● **What to work on**
Find the line that contains "The pointer SHOULD return, for each instance of the pink floor". Repeat that line and all lines following it, exactly, through the end of the listing below.

● **Extracted information**
------

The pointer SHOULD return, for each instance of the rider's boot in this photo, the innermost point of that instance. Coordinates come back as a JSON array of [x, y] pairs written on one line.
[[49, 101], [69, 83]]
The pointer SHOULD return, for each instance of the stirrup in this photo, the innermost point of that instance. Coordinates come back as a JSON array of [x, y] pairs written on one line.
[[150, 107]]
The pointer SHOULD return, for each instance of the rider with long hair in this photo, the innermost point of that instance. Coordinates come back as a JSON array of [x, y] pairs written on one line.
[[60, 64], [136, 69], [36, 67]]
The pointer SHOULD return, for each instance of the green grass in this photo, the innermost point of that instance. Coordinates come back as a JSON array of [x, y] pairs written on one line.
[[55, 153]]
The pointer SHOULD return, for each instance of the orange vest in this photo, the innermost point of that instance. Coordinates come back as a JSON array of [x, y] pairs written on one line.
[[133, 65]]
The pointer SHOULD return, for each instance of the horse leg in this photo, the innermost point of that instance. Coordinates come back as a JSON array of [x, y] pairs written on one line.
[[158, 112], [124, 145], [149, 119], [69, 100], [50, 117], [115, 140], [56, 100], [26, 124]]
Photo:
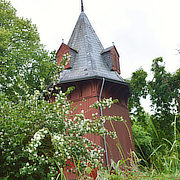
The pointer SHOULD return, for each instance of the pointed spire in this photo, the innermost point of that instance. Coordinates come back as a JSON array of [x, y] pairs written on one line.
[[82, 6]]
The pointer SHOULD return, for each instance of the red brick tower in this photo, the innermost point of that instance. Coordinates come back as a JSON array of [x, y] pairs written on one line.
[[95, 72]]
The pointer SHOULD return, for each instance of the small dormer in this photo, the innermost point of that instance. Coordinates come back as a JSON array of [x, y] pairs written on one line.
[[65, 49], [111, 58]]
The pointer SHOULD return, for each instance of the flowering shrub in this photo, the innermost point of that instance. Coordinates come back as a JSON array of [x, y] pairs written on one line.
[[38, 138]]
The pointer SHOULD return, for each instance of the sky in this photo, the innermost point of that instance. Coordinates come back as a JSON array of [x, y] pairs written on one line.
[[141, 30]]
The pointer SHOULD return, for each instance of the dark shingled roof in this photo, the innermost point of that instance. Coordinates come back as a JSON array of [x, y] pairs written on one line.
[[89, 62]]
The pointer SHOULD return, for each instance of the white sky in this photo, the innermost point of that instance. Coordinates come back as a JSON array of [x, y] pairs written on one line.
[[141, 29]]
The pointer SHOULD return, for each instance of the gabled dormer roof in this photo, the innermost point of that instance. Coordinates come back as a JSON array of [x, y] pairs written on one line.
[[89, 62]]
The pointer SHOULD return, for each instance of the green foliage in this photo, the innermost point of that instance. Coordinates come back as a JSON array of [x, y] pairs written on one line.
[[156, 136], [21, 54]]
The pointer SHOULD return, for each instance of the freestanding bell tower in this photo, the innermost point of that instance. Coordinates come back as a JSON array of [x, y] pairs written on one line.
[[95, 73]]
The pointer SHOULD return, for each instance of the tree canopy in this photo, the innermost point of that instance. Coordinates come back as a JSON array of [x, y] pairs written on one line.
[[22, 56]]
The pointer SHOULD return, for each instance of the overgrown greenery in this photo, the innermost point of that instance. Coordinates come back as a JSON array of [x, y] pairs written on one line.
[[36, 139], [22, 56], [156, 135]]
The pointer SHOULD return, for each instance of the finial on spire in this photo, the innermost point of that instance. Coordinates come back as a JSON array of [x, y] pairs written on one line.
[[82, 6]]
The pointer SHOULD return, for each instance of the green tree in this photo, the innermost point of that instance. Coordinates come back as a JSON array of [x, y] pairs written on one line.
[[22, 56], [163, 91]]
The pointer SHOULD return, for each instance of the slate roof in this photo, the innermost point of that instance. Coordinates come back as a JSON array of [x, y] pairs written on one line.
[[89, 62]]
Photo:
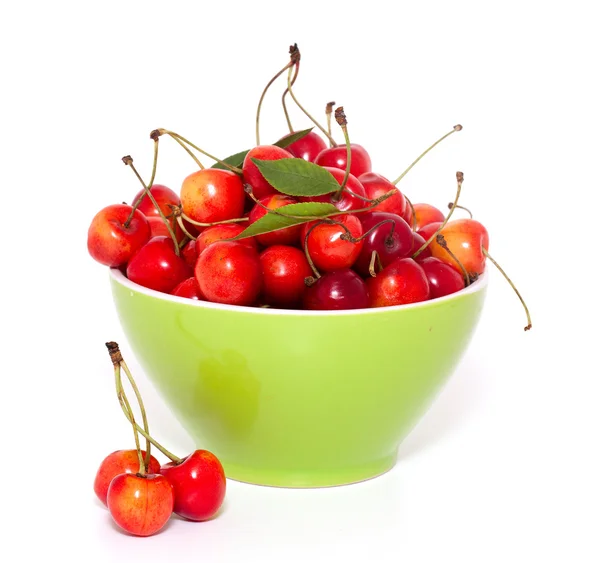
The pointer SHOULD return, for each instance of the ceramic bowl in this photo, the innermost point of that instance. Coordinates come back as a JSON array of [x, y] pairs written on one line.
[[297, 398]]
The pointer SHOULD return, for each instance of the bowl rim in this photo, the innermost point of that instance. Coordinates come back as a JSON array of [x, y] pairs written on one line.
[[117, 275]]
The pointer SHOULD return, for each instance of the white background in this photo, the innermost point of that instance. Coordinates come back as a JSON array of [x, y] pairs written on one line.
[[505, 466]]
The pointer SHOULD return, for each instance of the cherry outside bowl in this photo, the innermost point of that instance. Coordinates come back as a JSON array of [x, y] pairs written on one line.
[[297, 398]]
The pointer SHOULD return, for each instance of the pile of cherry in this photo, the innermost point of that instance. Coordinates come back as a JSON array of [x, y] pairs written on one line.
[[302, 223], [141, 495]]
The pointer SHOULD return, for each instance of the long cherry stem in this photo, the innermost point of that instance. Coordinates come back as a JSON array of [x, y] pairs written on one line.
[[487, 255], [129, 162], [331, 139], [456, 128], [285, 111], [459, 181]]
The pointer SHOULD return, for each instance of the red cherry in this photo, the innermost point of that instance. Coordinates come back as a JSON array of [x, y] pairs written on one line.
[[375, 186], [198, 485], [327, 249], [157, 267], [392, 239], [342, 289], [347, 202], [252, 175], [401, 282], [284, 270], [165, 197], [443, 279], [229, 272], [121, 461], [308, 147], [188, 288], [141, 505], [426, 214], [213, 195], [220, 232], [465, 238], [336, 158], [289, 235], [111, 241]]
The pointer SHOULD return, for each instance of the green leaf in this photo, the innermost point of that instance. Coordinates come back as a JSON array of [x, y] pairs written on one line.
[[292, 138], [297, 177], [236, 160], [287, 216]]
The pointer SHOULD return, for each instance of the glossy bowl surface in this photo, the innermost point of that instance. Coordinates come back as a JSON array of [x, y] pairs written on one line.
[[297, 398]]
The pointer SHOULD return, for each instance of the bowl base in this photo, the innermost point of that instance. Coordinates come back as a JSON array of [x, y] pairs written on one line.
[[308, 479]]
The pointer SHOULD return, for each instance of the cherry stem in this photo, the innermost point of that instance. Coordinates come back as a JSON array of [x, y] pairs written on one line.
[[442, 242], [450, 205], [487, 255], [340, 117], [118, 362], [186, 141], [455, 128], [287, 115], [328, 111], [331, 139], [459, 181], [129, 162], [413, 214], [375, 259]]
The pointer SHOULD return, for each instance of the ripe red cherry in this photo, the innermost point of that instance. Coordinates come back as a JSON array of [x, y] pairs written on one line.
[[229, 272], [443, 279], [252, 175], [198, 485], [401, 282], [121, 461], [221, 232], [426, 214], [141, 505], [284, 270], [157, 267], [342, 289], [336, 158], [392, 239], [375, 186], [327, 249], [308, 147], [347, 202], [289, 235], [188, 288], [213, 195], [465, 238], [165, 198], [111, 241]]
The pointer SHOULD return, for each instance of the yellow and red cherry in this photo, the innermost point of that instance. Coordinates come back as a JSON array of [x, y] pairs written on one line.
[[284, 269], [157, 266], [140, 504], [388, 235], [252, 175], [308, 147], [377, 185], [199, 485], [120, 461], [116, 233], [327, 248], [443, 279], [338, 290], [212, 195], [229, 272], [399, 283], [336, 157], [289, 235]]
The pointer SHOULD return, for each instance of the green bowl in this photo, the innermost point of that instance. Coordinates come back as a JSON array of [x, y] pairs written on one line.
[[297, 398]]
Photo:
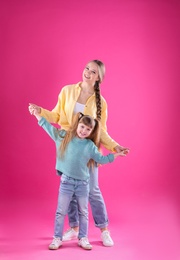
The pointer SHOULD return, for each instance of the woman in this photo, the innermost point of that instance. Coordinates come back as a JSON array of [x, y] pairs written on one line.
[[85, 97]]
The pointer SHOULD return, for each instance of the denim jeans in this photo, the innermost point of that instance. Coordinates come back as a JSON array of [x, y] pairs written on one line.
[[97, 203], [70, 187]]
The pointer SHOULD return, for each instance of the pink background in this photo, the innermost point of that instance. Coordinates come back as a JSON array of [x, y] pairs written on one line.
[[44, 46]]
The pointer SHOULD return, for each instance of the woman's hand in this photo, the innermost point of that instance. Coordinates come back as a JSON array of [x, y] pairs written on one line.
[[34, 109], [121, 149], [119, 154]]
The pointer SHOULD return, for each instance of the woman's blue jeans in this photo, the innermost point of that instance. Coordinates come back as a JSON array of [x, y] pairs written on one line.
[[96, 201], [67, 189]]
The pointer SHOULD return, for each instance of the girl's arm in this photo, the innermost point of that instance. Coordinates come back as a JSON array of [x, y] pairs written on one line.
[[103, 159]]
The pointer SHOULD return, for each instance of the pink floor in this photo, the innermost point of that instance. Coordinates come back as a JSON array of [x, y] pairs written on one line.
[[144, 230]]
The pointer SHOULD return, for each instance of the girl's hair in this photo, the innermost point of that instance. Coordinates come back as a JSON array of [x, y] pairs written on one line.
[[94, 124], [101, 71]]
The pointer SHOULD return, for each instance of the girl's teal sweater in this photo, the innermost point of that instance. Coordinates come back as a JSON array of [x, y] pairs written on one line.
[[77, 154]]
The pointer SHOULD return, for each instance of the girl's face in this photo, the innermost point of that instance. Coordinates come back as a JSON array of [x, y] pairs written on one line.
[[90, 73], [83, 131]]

------

● **Solution to this problem**
The pointer SHOULD return, for each instance of the pink floor in this photo, the innermost point of that instance. Coordinates come back as a JSON array of [x, y] pairs written on one line.
[[144, 230]]
The pointer SHOULD return, for each instance of the girl's hair in this photo, the innermost point of that instance. Coordinates come back as a JSON array of [x, y] pairs written on one line.
[[94, 124], [101, 71]]
The pointer SHOULD return, for each instance of the girl's teal sweater in this photo, the innermost point of that instance. Coordinates come back as a JSON array of [x, y] pairs written on one line.
[[77, 154]]
The pointer SHOULD return, for each instance of the girl's face in this photo, the innermost point of that instance. Coordinates come back as a JSON array of [x, y] pairs written on one line.
[[90, 73], [83, 131]]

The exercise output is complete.